Set task
Reproduce the material verbatim, starting at the line containing "need box >> blurred foliage" and continuing through the line containing "[0,233,204,427]", both lines included. Output only those lines.
··· Data supplied ···
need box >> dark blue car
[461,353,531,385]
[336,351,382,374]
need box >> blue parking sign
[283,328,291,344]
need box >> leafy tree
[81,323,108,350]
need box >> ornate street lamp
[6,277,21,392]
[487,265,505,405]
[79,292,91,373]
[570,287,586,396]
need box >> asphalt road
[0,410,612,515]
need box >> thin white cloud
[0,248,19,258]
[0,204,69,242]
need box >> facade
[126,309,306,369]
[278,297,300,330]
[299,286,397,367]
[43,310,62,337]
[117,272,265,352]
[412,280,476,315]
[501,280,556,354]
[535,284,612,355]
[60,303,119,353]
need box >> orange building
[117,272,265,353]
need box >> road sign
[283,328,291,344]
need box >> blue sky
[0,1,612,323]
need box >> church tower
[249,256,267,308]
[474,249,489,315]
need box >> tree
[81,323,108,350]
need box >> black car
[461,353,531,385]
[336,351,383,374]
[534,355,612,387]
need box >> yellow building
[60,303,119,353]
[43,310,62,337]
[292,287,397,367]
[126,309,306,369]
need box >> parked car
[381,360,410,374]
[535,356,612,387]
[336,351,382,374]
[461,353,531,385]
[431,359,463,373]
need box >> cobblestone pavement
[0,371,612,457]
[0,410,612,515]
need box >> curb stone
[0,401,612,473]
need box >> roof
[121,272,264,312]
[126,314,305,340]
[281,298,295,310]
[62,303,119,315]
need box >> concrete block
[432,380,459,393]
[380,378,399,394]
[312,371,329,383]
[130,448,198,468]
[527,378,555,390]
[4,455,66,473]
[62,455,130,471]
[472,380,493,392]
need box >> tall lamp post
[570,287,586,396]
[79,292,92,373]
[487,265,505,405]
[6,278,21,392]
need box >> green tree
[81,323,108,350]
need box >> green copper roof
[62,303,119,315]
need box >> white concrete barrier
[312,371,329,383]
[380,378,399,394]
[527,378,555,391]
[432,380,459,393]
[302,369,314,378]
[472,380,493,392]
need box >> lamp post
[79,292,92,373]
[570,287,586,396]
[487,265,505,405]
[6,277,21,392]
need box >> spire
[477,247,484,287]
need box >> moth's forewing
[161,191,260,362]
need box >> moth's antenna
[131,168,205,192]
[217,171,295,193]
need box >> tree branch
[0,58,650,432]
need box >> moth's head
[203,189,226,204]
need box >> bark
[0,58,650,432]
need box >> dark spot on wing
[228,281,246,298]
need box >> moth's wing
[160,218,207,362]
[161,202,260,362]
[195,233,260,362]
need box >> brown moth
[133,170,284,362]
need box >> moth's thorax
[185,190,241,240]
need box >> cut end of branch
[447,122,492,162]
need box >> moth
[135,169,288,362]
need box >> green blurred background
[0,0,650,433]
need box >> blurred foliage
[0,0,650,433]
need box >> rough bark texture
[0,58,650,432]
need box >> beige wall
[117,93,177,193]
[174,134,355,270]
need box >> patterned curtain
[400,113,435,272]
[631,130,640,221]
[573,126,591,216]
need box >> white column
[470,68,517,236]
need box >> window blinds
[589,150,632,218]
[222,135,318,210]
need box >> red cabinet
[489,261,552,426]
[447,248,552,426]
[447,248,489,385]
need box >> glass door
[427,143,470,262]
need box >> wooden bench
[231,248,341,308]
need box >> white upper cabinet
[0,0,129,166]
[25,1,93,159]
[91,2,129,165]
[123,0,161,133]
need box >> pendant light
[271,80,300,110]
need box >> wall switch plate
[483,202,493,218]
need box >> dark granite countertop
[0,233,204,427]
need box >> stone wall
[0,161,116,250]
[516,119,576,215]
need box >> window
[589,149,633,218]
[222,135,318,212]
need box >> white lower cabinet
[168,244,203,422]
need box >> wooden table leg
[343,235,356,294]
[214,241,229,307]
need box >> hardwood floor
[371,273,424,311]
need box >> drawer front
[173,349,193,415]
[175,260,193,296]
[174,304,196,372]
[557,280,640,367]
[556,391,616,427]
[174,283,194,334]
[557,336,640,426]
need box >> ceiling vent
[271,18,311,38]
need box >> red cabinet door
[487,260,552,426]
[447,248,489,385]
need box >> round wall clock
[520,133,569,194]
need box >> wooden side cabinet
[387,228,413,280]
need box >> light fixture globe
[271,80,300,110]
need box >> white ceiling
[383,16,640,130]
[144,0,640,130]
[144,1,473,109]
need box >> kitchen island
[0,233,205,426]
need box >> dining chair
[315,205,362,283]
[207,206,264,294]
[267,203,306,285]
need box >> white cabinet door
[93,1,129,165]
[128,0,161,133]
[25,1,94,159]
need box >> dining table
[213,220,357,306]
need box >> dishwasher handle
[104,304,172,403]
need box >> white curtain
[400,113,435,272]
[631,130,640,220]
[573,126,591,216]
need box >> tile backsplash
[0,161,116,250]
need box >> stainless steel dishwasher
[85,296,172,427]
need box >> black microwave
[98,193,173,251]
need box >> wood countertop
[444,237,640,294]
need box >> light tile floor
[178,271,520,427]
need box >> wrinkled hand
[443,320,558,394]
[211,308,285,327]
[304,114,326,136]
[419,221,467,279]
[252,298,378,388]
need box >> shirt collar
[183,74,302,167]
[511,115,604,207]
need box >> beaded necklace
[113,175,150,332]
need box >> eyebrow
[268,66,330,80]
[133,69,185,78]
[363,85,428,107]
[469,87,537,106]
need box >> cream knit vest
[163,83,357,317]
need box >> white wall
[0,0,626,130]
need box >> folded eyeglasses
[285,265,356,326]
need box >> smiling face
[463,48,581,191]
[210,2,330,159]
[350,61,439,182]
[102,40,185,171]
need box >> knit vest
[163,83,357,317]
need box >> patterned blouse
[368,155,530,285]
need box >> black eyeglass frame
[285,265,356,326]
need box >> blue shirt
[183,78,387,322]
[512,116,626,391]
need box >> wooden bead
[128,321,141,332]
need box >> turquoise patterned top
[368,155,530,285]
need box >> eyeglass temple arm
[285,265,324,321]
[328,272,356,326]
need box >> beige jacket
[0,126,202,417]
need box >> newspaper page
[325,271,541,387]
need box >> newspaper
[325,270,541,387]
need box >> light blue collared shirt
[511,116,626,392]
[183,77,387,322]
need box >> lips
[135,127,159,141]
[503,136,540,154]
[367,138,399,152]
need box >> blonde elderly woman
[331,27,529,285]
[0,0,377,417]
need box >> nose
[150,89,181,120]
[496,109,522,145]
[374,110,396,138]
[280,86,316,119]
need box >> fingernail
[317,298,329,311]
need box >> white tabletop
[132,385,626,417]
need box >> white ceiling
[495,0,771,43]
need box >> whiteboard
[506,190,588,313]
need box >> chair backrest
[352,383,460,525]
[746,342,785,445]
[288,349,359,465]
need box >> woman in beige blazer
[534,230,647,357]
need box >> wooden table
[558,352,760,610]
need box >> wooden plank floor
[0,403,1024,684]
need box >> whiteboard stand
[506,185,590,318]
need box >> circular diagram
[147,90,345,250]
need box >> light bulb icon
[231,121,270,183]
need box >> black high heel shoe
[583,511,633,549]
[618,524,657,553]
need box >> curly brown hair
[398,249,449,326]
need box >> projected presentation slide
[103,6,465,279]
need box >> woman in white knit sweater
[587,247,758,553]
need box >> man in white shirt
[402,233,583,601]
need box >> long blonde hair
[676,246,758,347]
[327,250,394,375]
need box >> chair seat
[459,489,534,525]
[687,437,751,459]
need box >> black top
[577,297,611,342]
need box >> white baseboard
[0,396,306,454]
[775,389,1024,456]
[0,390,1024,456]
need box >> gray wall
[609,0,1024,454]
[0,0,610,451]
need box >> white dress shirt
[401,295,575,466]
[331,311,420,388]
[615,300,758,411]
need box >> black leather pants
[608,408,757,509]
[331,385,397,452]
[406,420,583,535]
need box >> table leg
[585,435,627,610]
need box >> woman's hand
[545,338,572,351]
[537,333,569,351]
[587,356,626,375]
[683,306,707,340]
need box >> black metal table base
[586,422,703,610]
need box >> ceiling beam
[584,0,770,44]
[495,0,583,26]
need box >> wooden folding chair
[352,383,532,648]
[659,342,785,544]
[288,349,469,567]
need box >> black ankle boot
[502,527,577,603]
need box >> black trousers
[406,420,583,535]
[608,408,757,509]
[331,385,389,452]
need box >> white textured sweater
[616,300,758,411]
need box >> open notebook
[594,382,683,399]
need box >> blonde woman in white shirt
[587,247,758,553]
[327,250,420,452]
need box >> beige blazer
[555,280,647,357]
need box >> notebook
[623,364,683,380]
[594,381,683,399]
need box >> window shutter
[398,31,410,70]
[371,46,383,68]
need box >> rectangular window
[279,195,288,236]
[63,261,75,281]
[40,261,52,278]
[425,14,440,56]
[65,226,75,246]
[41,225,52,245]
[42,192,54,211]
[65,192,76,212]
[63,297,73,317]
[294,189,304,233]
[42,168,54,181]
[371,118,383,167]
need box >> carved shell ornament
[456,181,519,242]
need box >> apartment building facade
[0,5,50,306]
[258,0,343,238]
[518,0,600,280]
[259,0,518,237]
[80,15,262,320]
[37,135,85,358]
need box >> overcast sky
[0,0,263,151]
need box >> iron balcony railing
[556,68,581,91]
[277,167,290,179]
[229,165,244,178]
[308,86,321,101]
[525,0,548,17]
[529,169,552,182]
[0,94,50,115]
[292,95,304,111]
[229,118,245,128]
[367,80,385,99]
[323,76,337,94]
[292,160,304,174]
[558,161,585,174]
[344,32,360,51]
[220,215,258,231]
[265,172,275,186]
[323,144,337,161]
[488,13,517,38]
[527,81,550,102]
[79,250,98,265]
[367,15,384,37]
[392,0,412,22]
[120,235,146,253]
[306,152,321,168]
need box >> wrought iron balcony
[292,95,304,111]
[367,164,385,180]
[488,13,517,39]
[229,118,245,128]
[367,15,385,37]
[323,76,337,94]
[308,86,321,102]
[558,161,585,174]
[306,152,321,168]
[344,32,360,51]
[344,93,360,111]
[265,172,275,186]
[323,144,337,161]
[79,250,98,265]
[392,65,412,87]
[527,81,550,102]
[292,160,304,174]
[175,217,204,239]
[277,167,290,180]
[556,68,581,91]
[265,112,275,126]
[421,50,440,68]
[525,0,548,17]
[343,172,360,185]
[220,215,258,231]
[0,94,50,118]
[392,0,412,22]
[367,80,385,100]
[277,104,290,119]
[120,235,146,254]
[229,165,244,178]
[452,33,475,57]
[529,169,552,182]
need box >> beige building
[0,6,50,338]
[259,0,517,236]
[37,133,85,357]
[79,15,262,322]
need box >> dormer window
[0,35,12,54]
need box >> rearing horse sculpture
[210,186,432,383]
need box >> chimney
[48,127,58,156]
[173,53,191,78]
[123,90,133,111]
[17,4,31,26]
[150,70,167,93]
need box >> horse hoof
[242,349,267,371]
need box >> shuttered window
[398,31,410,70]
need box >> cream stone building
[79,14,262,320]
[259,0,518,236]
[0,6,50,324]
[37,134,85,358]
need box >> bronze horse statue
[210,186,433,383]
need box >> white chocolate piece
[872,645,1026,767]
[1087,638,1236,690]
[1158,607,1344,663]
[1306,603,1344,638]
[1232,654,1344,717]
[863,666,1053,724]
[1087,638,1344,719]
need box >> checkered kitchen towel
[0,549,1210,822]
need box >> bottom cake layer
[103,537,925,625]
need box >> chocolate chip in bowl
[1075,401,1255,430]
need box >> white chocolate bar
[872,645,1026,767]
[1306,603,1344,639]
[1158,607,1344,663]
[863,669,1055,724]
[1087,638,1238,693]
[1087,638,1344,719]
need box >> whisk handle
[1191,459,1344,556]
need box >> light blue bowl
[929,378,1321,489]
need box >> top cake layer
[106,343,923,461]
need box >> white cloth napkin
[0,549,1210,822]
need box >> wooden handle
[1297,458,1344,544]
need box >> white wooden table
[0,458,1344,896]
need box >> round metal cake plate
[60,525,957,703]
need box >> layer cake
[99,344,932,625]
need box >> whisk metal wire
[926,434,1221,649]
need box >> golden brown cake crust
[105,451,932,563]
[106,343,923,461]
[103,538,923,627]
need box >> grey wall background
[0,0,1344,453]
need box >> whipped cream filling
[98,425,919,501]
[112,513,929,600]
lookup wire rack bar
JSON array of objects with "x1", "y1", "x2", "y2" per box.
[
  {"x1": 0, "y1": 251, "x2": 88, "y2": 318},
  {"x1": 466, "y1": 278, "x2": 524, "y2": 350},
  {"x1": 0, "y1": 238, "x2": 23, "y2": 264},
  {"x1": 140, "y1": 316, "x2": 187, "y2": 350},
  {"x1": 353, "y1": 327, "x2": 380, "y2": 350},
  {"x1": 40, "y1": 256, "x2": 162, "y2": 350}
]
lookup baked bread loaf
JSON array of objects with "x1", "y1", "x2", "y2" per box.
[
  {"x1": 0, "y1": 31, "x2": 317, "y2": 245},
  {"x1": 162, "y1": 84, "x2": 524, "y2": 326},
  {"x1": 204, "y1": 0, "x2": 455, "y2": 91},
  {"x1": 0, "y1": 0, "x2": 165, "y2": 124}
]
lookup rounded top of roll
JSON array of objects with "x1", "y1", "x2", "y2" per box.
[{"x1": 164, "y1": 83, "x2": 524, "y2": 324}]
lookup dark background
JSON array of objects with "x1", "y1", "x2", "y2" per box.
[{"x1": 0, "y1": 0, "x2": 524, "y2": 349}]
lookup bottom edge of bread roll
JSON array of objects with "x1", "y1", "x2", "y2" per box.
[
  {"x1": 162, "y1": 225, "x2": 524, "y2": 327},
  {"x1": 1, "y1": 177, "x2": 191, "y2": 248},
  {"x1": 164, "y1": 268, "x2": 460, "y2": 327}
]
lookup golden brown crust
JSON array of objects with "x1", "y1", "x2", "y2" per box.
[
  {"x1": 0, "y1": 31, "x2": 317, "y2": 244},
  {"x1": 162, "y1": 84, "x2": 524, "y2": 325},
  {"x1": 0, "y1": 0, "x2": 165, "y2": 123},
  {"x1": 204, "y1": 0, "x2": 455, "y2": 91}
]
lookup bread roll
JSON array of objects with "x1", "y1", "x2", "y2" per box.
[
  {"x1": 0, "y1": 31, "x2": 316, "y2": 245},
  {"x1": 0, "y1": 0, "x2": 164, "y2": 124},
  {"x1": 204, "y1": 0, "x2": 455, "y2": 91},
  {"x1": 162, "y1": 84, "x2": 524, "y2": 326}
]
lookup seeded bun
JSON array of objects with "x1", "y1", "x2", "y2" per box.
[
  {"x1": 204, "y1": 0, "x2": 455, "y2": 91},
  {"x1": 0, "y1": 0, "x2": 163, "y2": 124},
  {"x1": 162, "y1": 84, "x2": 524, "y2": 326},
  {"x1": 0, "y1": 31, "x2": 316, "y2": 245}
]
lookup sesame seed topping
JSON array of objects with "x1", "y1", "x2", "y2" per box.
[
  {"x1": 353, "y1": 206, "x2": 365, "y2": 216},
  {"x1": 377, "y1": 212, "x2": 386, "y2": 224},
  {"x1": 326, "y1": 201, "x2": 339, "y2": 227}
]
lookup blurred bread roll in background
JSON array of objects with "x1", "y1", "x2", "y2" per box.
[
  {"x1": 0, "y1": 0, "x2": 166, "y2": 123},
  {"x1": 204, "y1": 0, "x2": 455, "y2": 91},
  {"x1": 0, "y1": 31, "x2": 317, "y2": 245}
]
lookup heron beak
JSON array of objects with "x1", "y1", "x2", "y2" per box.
···
The output
need box >> blurred foliage
[0,0,650,433]
need box >> rough bark texture
[0,58,650,432]
need box >> beige wall
[117,93,177,193]
[174,134,355,270]
need box >> patterned curtain
[400,113,435,272]
[631,130,640,221]
[573,126,591,216]
need box >> white column
[470,68,517,236]
need box >> window blinds
[589,150,632,218]
[222,135,318,210]
need box >> red cabinet
[489,261,552,426]
[447,248,552,426]
[447,248,489,385]
need box >> glass door
[427,143,470,262]
need box >> wooden bench
[231,248,341,308]
need box >> white upper cabinet
[0,0,129,166]
[25,1,93,159]
[91,2,129,165]
[123,0,161,133]
need box >> pendant light
[271,80,300,110]
need box >> wall switch plate
[483,202,493,218]
need box >> dark granite countertop
[0,233,204,427]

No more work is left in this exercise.